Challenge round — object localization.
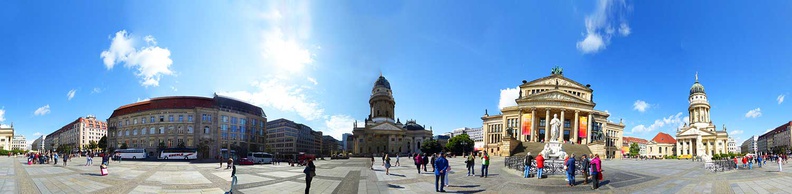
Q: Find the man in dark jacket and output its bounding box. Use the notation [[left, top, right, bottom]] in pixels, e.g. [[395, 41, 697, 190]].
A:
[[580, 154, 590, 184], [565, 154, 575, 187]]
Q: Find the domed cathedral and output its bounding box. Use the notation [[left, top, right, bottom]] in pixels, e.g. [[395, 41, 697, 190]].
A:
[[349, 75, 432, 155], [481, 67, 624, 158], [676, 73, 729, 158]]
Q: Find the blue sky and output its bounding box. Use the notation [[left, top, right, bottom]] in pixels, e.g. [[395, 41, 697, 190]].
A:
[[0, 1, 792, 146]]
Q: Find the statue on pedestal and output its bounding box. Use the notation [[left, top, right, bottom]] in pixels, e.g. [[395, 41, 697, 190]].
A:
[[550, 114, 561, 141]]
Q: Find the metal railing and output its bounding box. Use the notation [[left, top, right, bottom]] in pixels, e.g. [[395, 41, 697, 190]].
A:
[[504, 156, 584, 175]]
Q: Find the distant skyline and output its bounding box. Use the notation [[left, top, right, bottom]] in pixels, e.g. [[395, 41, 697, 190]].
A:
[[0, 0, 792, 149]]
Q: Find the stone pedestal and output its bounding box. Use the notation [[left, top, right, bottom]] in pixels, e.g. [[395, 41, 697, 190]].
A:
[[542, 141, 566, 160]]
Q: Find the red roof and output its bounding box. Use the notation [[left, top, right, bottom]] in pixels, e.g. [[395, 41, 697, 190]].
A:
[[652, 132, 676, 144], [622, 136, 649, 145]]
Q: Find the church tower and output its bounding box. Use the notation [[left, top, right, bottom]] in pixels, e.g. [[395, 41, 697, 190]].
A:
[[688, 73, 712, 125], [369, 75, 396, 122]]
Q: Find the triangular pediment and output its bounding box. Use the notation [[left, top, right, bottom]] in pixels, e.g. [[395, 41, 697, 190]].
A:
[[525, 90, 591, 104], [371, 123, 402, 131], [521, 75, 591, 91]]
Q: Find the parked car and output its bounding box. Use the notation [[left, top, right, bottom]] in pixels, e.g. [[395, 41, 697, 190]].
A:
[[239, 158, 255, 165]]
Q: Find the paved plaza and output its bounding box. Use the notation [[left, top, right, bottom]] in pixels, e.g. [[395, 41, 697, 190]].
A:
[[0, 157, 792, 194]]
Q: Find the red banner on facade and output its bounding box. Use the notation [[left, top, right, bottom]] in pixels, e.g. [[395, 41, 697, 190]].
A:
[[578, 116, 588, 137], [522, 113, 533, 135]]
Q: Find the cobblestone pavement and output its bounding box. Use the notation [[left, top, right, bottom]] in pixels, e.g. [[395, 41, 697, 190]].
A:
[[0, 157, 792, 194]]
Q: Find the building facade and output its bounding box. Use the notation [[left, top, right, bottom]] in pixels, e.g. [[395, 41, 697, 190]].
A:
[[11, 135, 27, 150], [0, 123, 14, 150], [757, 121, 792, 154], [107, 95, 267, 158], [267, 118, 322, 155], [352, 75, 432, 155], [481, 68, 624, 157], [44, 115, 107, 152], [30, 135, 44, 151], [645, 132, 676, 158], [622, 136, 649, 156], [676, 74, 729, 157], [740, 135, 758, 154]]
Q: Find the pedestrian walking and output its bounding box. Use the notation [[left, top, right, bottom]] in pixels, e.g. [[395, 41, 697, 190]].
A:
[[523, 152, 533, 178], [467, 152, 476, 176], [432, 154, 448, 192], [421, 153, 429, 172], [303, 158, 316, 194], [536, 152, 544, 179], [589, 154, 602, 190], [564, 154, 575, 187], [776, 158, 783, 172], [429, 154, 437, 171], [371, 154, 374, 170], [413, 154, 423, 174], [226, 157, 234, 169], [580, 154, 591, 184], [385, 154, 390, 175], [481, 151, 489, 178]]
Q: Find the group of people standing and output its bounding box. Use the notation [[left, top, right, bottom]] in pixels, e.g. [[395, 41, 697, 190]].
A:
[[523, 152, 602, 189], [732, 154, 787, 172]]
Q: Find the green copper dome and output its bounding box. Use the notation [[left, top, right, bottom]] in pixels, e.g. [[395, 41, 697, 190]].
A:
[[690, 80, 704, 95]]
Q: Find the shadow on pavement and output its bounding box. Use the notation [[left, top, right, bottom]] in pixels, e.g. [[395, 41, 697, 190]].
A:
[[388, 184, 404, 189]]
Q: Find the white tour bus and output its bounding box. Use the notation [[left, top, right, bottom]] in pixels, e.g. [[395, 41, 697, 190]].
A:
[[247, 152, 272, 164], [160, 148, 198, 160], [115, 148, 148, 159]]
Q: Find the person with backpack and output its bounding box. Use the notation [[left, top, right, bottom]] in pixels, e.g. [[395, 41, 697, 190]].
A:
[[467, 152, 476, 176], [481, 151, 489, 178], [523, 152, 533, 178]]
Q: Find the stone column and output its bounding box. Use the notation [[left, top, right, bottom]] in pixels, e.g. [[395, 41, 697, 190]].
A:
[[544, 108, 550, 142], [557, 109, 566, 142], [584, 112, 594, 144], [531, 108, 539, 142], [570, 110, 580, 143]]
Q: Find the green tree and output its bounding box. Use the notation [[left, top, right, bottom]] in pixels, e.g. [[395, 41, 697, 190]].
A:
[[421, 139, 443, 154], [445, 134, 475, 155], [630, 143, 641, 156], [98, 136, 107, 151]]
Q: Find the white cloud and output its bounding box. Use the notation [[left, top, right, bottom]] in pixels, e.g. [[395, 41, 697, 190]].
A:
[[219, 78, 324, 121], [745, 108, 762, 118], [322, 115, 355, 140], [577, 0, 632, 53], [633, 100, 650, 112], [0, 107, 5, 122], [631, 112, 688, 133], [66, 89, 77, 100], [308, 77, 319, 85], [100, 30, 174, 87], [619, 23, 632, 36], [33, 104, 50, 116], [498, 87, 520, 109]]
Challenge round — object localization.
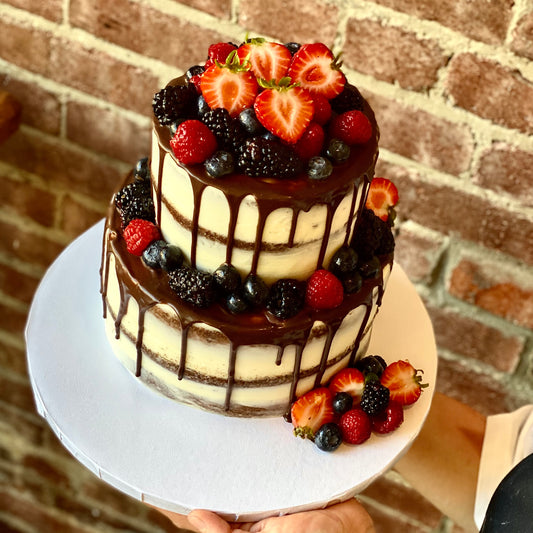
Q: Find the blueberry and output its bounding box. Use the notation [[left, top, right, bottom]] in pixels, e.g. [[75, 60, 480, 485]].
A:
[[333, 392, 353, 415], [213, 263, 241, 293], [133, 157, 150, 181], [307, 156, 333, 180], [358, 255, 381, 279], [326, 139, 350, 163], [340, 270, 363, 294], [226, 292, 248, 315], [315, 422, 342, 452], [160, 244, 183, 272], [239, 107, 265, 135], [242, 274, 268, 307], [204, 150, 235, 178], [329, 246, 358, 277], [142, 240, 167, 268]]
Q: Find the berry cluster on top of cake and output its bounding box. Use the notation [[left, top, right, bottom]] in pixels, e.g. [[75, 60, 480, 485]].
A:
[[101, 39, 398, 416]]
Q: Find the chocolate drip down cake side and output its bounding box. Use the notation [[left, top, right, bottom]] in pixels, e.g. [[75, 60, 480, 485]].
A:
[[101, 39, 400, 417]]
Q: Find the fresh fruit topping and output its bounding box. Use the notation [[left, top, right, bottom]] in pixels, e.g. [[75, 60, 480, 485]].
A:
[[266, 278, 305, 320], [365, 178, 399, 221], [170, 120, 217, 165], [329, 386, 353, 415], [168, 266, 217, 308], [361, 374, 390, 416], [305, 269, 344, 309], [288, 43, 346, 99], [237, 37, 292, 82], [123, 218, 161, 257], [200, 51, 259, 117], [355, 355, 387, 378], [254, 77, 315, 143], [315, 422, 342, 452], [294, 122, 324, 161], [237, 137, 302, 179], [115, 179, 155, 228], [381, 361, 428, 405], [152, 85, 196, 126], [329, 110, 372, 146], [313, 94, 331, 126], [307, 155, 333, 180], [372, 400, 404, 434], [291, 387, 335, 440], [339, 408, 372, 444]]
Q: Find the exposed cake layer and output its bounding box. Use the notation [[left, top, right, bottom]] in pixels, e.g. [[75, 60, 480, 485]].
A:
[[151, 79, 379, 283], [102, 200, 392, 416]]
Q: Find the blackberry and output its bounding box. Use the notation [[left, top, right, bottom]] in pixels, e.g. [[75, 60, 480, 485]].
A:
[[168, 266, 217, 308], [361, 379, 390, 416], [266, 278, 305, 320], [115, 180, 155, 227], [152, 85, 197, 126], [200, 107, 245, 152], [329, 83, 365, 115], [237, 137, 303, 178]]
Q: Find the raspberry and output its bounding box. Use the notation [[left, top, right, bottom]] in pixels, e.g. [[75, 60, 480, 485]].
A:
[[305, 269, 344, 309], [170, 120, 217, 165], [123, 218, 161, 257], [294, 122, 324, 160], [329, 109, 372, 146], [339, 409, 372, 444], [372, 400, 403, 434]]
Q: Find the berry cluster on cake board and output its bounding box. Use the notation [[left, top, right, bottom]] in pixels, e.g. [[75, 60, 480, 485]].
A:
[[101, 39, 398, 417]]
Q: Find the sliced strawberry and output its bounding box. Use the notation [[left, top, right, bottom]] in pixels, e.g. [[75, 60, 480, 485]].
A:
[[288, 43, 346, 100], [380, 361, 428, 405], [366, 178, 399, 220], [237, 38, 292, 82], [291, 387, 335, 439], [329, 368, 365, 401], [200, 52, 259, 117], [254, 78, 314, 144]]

--

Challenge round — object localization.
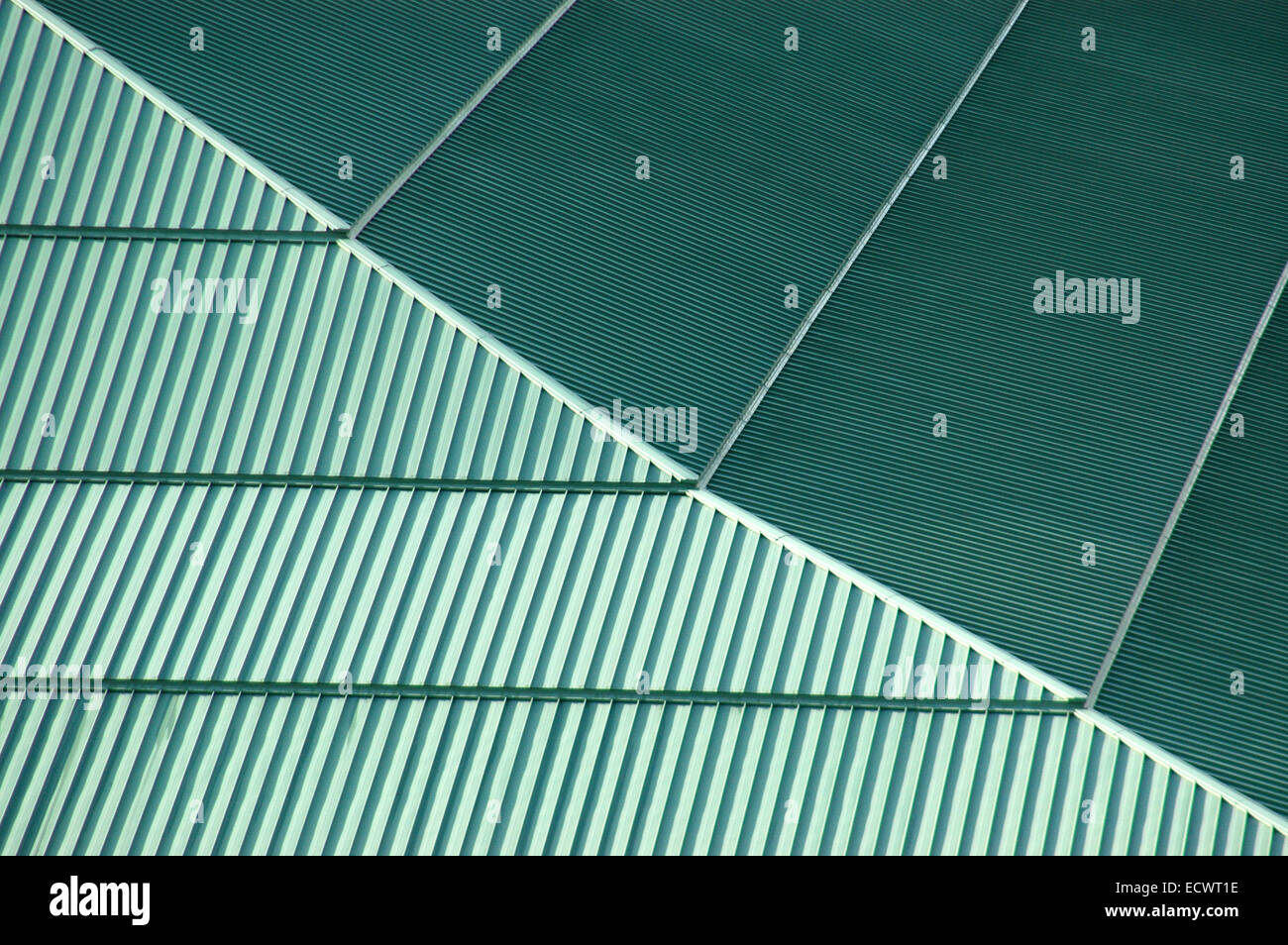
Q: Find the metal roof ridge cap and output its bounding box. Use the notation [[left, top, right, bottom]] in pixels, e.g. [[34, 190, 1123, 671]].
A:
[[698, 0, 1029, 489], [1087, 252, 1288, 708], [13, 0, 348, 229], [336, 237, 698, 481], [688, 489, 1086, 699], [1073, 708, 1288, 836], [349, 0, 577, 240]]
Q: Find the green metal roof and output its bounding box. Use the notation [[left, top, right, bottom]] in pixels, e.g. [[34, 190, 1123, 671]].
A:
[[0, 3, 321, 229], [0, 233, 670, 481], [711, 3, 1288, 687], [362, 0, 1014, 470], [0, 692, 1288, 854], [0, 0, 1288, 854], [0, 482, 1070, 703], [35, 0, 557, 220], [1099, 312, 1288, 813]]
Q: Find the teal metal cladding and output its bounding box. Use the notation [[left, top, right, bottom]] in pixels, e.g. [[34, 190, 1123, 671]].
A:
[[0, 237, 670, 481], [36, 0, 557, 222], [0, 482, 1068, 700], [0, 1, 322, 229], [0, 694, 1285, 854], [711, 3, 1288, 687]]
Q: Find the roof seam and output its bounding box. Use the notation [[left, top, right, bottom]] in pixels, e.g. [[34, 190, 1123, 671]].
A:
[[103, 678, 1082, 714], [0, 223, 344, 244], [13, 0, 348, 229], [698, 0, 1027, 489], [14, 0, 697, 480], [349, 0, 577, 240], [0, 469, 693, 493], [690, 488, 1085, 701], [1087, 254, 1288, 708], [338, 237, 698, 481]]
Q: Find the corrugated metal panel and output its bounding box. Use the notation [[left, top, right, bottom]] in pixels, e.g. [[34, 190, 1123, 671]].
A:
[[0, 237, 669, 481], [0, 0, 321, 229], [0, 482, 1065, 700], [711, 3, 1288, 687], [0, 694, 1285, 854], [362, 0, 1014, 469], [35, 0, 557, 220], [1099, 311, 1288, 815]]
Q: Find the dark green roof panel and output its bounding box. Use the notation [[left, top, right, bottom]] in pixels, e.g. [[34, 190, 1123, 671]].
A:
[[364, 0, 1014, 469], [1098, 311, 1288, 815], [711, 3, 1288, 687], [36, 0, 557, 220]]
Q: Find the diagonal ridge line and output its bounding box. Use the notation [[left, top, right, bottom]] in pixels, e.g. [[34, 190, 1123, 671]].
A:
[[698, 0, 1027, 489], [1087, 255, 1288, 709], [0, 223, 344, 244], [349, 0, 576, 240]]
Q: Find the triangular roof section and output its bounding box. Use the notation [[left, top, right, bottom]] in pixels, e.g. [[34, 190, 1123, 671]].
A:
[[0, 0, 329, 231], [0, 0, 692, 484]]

What the exercise asks: Reproduce the lines starting with the one that contains "Q: Find the dark" and going on through the one that contains "[[0, 0, 329, 231], [0, 0, 692, 484]]", substituting "return" for "output" and keeping everything else the same.

Worked answer:
Q: Find the dark green roof panel and return its bounding box. Use the notation [[left, top, right, bottom]] in pixels, e.g. [[34, 190, 1123, 671]].
A:
[[364, 0, 1014, 469], [1098, 311, 1288, 815], [711, 3, 1288, 687], [36, 0, 557, 220]]
Q: Find the diagonal ridge line and return its bounding box. Use the notation [[left, top, right, bottom]] in pixels, e.g. [[34, 190, 1123, 671]].
A:
[[698, 0, 1027, 489], [1087, 255, 1288, 709], [0, 223, 344, 244], [349, 0, 576, 240]]
Q: Find the triangular roof section and return its bounding box. Use the notation [[left, top, right, bottom]] in pixels, e.g. [[34, 190, 1123, 671]].
A:
[[0, 0, 329, 231], [0, 0, 692, 484]]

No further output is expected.